* **READING PASSAGE**:

I call this theological reductionism.
This is actually part of several religious paradigms. Perhaps the biggest religion to express similar ideas is Christianity, with the holy trinity, but Christianity does not refer to the aspects of God as Gods, as it goes against the idea of a monotheistic theology, but it is Hinduism that most makes use of this concept with many theologies expressing the notion that all the Devas/Gods are aspect of a greater being, of a greater reality.
The Greeks too had a similar concept, though the Greeks did not reduce their deities to a singularity, instead they accepted the idea that Gods appeared to different people in different ways, and they used epithets (titles) to make these distinctions.
So, what does it mean for Athena to be seen this way? Does it mean Athena does not exist? That Athena is just an aspect of Zeus?
Well, no! See, the cults of the Gods are fractured, always have been, and even in the most monotheistic of religions, there is fracture and difference in interpretation, so it is not odd at all that some people, especially people not vested in the Gods as the sources of veneration, like scholars, to see the Gods in these ways especially considering that the worshippers of these Gods themselves have trouble agreeing on the theological realities of the Gods themselves.

* **WHAT IS NEEDED**: Continue the passage on theological reductionism and the Greek Gods from its last sentence.

* **DATA SEGMENT**:

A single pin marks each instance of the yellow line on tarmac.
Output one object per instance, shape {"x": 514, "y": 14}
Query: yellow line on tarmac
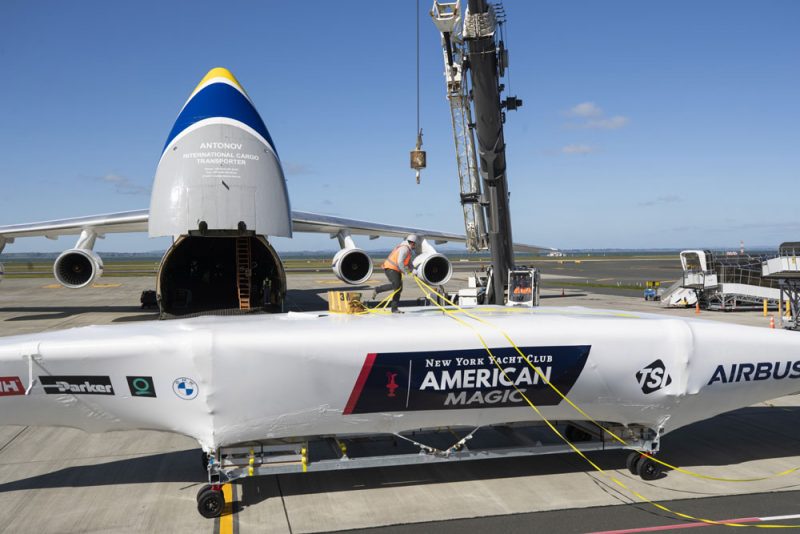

* **RESULT OF THIS EXERCISE**:
It is also not at all odd that a God like Zeus would have manifestations that would seem like other Gods, and when I try to explain such things, I think of them differently. I tend to think of these manifestations as angeloi (the word means angels) and so I can categorize these small aspects so as to not cause internal confusion.
Zeus is the greatest of the Pan Hellenic Gods. He was worshipped all over the Greek speaking lands, and more so, as the indo-european sky father, very similar deities were worshipped by peoples all over the North Mediterranean. Even among the Semitic people, the Sky Father was a powerful force, one which we see even today in Allah and Yahweh, and as such he was worshipped and given cult all over the land, and in these different lands he was given different titles which went along with the cultural values of the people who offered worship.
But all of these different cults, even those that were Greek, had their own ways of seeing the God, and even in a city, different tribes and families could have slightly different ways of seeing him. This leads us to how, for example, the Goddess we know as Athena could have come to be seen as being born from the head of Zeus rather than being born of the land, as one might imagine her to be given a more indigenous myth.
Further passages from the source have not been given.